## Document section
▬▬▬▬▬▬

2012-10-30 18:03 [PATCH] Enable parallelism in git submodule update szager
@ 2012-10-30 18:11 ` Stefan Zager
2012-11-02 21:49 ` Stefan Zager
2012-11-03 15:42 ` Jens Lehmann
0 siblings, 2 replies; 15+ messages in thread
From: Stefan Zager @ 2012-10-30 18:11 UTC (permalink / raw)
To: git; +Cc: Jens Lehmann, Heiko Voigt, Junio C Hamano
This is a refresh of a conversation from a couple of months ago.
I didn't try to implement all the desired features (e.g., smart logic
for passing a -j parameter to recursive submodule invocations), but I
did address the one issue that Junio insisted on: the code makes a
best effort to detect whether xargs supports parallel execution on the
host platform, and if it doesn't, then it prints a warning and falls
back to serial execution.
Stefan
On Tue, Oct 30, 2012 at 11:03 AM, <szager@google.com> wrote:
> The --jobs parameter may be used to set the degree of per-submodule
> parallel execution.

▬▬▬▬▬▬

## Set task 1
Translate this sentence from the message about parallel submodule updates into Spanish: "This is a refresh of a conversation from a couple of months ago."
## Set task 2
Retype the part of the submodule parallelism message from "2012-10-30 18:03 [PATCH]" to "of months ago.".

## Provided data
▬▬▬▬▬▬

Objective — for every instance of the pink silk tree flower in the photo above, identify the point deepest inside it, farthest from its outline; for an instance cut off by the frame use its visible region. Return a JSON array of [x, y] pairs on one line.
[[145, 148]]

▬▬▬▬▬▬

## Solution 1
Esta es una actualización de una conversación de hace un par de meses.

## Solution 2
2012-10-30 18:03 [PATCH] Enable parallelism in git submodule update szager
@ 2012-10-30 18:11 ` Stefan Zager
2012-11-02 21:49 ` Stefan Zager
2012-11-03 15:42 ` Jens Lehmann
0 siblings, 2 replies; 15+ messages in thread
From: Stefan Zager @ 2012-10-30 18:11 UTC (permalink / raw)
To: git; +Cc: Jens Lehmann, Heiko Voigt, Junio C Hamano
This is a refresh of a conversation from a couple of months ago.